# SOURCE INFORMATION
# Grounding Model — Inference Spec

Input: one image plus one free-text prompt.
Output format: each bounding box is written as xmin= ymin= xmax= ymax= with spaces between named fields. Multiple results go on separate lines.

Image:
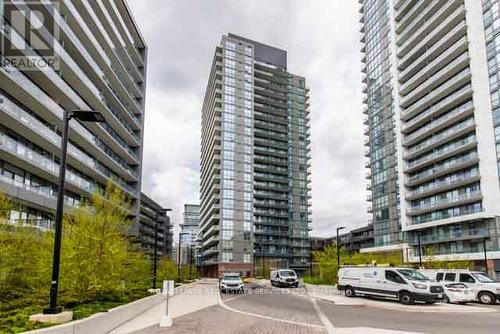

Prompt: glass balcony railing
xmin=0 ymin=93 xmax=137 ymax=180
xmin=408 ymin=190 xmax=482 ymax=214
xmin=407 ymin=152 xmax=478 ymax=184
xmin=407 ymin=135 xmax=476 ymax=169
xmin=407 ymin=169 xmax=478 ymax=198
xmin=403 ymin=100 xmax=473 ymax=143
xmin=406 ymin=118 xmax=475 ymax=156
xmin=402 ymin=70 xmax=471 ymax=119
xmin=1 ymin=133 xmax=97 ymax=193
xmin=410 ymin=228 xmax=488 ymax=244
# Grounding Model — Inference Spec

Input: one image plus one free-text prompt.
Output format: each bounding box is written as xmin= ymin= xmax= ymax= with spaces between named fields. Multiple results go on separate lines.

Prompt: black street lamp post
xmin=418 ymin=231 xmax=423 ymax=268
xmin=336 ymin=226 xmax=346 ymax=269
xmin=44 ymin=110 xmax=104 ymax=315
xmin=188 ymin=244 xmax=193 ymax=281
xmin=483 ymin=238 xmax=488 ymax=272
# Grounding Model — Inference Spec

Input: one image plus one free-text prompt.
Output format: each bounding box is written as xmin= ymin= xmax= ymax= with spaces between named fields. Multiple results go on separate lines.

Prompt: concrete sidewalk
xmin=305 ymin=283 xmax=497 ymax=313
xmin=109 ymin=279 xmax=219 ymax=334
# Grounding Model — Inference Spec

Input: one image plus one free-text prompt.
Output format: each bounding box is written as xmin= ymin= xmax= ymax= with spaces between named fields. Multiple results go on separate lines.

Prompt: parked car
xmin=441 ymin=283 xmax=476 ymax=304
xmin=420 ymin=269 xmax=500 ymax=305
xmin=219 ymin=273 xmax=244 ymax=294
xmin=338 ymin=266 xmax=444 ymax=305
xmin=270 ymin=269 xmax=299 ymax=288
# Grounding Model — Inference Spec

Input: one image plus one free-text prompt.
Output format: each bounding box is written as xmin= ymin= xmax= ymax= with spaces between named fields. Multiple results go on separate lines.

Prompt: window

# EXERCISE DIRECTIONS
Line by line, write out the entries exactly, and leave the pictures out.

# WRITTEN RESPONSE
# Grounding Model — Inference Spec

Input: one image plus one free-text prompt.
Output format: each bounding box is written as xmin= ymin= xmax= ymax= with spaces between named fields. Multiple results go on separate lines.

Image:

Prompt: glass balcony railing
xmin=0 ymin=93 xmax=137 ymax=180
xmin=408 ymin=190 xmax=482 ymax=214
xmin=407 ymin=152 xmax=478 ymax=184
xmin=407 ymin=135 xmax=476 ymax=169
xmin=407 ymin=169 xmax=478 ymax=198
xmin=403 ymin=100 xmax=473 ymax=143
xmin=406 ymin=118 xmax=475 ymax=156
xmin=402 ymin=70 xmax=471 ymax=119
xmin=1 ymin=133 xmax=97 ymax=193
xmin=410 ymin=228 xmax=488 ymax=244
# Grounding Model — Inference Spec

Input: one image plus one free-text prompt.
Output format: each bounding box is written as xmin= ymin= xmax= ymax= with spaces between named fields. Multiple results go on separate lines.

Prompt: black street lamp post
xmin=418 ymin=231 xmax=423 ymax=268
xmin=336 ymin=226 xmax=346 ymax=269
xmin=44 ymin=110 xmax=104 ymax=315
xmin=188 ymin=244 xmax=193 ymax=281
xmin=483 ymin=238 xmax=488 ymax=272
# Grounding Model — Inference Spec

Input: one image plus one free-text prompt.
Output format: each bounding box is written as xmin= ymin= xmax= ymax= with spaces between named fields. Multiple results go on separate lines.

Prompt: concrete sidewalk
xmin=305 ymin=283 xmax=497 ymax=313
xmin=109 ymin=279 xmax=219 ymax=334
# Grounding Model — Inference Spec

Input: one image plus one free-text prompt.
Output format: each bounding box is written as xmin= ymin= xmax= ymax= with spaces between named fields. Multiple results go on separate lines.

Prompt: parked car
xmin=441 ymin=283 xmax=476 ymax=304
xmin=420 ymin=269 xmax=500 ymax=305
xmin=219 ymin=273 xmax=244 ymax=294
xmin=338 ymin=266 xmax=444 ymax=305
xmin=270 ymin=269 xmax=299 ymax=288
# Grounding Model — Inference Spec

Input: one image plus one free-text prompt.
Output format: each bounding box is written as xmin= ymin= xmax= ymax= with spaces between named fields. Multiple results go on separate lines.

Prompt: window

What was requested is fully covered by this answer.